--- Vorliegender Text ---
Enteignungen bleiben

■ Verfassungsgericht: Sowjetische Enteignungen bis 1949 haben Bestand

Karlsruhe (taz) – Die kurz nach Gründung der DDR als „Kriegsverbrecher und Naziaktivisten“ enteigneten Grundeigentümer in Ostberlin haben keinen Anspruch auf Rückgabe ihrer Immobilien. Dies entschied gestern das Bundesverfassungsgericht in Karlsruhe. Es bestätigte damit ein Grundsatzurteil des Berliner Bundesverwaltungsgerichts.

Bereits in mehreren Entscheidungen hatte das Verfassungsgericht festgestellt, daß Enteignungen durch die sowjetische Besatzungsmacht nicht rückgängig zu machen sind. In Ostberlin lagen die Dinge jedoch komplizierter. Da Berlin nach Kriegsende von den Alliierten gemeinsam verwaltet worden war, mußte sich die UdSSR anfangs eine gewisse Zurückhaltung auferlegen. Erst nach der politischen und administrativen Teilung Berlins im Sommer und Herbst 1948 wurde Ostberlin konsequent in das sowjetische Besatzungsgebiet einbezogen.
--- Vorliegende Datensätze ---
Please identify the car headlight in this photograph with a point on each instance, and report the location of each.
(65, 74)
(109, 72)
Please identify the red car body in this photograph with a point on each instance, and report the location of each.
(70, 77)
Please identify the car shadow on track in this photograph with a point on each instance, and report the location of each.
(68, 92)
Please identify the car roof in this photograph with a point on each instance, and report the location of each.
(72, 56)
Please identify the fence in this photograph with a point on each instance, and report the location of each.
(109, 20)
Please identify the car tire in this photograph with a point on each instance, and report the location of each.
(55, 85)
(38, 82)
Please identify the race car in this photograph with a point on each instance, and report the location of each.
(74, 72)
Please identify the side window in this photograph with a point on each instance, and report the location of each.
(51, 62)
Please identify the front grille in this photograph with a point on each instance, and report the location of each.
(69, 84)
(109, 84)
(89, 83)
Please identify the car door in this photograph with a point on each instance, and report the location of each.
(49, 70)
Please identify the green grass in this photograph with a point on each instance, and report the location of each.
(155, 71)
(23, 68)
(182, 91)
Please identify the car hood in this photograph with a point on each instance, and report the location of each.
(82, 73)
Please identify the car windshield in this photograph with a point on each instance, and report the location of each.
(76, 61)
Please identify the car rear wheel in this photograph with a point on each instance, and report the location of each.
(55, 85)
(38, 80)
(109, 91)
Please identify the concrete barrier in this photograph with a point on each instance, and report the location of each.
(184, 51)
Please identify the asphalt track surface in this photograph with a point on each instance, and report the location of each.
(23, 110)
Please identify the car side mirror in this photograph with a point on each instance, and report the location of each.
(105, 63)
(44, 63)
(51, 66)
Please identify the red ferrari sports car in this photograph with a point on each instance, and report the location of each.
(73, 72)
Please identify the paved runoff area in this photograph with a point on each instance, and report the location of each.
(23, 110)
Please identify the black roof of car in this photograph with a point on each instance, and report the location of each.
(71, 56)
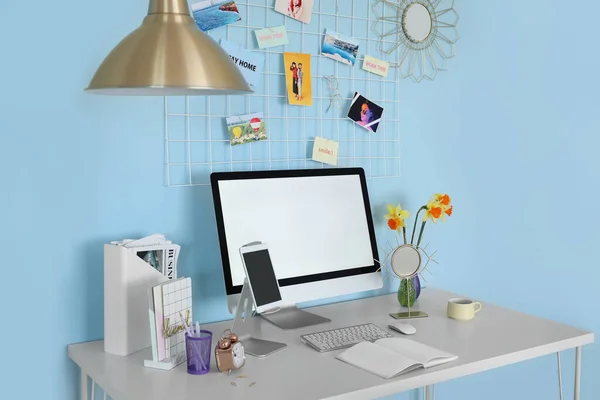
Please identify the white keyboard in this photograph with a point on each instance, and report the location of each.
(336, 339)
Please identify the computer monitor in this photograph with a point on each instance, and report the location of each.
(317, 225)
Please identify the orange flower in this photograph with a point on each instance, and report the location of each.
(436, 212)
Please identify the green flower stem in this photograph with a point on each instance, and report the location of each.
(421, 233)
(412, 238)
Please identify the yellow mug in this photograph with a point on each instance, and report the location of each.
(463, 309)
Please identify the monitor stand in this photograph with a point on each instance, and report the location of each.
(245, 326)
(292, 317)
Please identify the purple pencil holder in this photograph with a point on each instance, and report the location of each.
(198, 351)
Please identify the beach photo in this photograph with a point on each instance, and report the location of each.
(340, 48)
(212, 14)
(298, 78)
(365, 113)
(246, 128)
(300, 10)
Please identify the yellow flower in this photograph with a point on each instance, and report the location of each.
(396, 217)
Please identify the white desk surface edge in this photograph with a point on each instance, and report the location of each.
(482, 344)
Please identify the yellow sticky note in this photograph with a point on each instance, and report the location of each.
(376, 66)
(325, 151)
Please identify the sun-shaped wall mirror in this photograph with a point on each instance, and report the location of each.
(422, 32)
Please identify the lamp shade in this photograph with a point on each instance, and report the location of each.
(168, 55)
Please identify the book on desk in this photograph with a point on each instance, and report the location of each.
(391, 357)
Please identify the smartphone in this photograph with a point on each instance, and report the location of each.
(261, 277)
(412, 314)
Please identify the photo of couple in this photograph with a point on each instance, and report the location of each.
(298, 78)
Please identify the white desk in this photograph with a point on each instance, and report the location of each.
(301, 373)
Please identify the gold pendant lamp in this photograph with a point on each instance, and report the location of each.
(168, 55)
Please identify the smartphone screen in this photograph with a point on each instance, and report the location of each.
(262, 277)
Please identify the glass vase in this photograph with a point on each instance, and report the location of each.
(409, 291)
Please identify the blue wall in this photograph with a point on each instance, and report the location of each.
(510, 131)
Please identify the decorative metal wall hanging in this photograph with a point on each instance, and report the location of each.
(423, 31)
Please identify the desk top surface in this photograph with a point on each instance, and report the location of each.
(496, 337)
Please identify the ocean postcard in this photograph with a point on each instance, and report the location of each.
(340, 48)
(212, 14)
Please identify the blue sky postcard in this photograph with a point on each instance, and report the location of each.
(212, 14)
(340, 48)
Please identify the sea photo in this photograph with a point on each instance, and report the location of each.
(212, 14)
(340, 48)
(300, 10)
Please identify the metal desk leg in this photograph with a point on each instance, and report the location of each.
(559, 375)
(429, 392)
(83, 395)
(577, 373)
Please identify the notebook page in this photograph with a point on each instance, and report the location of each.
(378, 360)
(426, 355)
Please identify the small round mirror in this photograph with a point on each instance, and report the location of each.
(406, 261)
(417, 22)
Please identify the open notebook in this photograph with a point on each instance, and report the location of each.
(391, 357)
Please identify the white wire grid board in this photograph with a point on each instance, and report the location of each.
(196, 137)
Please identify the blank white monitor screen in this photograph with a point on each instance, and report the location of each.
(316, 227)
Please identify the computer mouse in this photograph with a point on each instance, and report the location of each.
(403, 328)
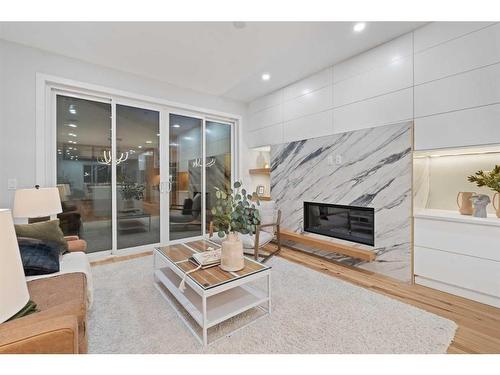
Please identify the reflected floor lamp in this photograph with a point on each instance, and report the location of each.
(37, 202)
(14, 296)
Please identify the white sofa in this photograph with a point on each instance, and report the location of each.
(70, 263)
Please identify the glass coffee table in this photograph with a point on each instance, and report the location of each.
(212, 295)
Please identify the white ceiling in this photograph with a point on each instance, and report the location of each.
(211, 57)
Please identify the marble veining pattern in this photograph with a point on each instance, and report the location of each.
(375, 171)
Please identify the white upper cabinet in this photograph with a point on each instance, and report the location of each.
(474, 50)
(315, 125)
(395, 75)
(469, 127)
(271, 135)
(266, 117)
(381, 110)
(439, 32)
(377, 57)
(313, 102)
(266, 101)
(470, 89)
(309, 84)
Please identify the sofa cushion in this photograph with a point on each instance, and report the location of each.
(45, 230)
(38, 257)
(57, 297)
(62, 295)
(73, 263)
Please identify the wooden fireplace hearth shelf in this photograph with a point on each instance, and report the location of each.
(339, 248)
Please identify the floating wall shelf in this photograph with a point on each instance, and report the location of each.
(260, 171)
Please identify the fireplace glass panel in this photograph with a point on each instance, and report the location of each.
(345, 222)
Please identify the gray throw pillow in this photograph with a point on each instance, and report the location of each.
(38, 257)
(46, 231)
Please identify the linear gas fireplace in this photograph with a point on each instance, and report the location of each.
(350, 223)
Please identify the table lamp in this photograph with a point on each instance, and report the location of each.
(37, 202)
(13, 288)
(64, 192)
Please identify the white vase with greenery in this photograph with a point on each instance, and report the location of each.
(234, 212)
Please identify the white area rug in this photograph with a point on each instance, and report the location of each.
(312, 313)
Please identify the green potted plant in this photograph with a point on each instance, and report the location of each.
---
* Zu bearbeitende Aufgaben *
[A] Gib aus dem Text über die Enteignungen den Abschnitt von „Karlsruhe (taz) –“ bis „sowjetische Besatzungsgebiet einbezogen.“ wortgetreu wieder.
[B] Setze den Text über die Ostberliner Enteignungen im Anschluss an seinen letzten Satz fort.

* Lösungen der Aufgaben *
[A]
Karlsruhe (taz) – Die kurz nach Gründung der DDR als „Kriegsverbrecher und Naziaktivisten“ enteigneten Grundeigentümer in Ostberlin haben keinen Anspruch auf Rückgabe ihrer Immobilien. Dies entschied gestern das Bundesverfassungsgericht in Karlsruhe. Es bestätigte damit ein Grundsatzurteil des Berliner Bundesverwaltungsgerichts.

Bereits in mehreren Entscheidungen hatte das Verfassungsgericht festgestellt, daß Enteignungen durch die sowjetische Besatzungsmacht nicht rückgängig zu machen sind. In Ostberlin lagen die Dinge jedoch komplizierter. Da Berlin nach Kriegsende von den Alliierten gemeinsam verwaltet worden war, mußte sich die UdSSR anfangs eine gewisse Zurückhaltung auferlegen. Erst nach der politischen und administrativen Teilung Berlins im Sommer und Herbst 1948 wurde Ostberlin konsequent in das sowjetische Besatzungsgebiet einbezogen.

[B]
Deshalb war man auch mit der Enteignungspolitik in Ostberlin etwas spät dran. Die zur Enteignung anstehenden Grundstücke wurden dabei in Listen zusammengestellt. Die umstrittene Liste 3 datiert allerdings erst vom 14.11. 1949. Die DDR war bereits einen Monat zuvor gegründet worden. Die gestern abgelehnte Verfassungsbeschwerde hatte deshalb bestritten, daß es sich bei Enteignungen auf Grundlage der Liste 3 noch um Besatzungsmaßnahmen handelte.

Das Verfassungsgericht hielt es dagegen für „unbedenklich“, auch diese Enteignungen als „besatzungshoheitliche Maßnahmen“ anzusehen, „da sie durch Akte der sowjetischen Besatzungsmacht gezielt ermöglicht wurden und maßgeblich auf deren Entscheidung beruhten“. Karlsruhe setze damit seine Rechtsprechung fort, die die Eigentumsverhältnisse in der DDR (soweit rechtlich umstritten) in der Regel unangetastet lassen. Die Kläger gehen allerdings nicht leer aus, sondern werden finanziell entschädigt.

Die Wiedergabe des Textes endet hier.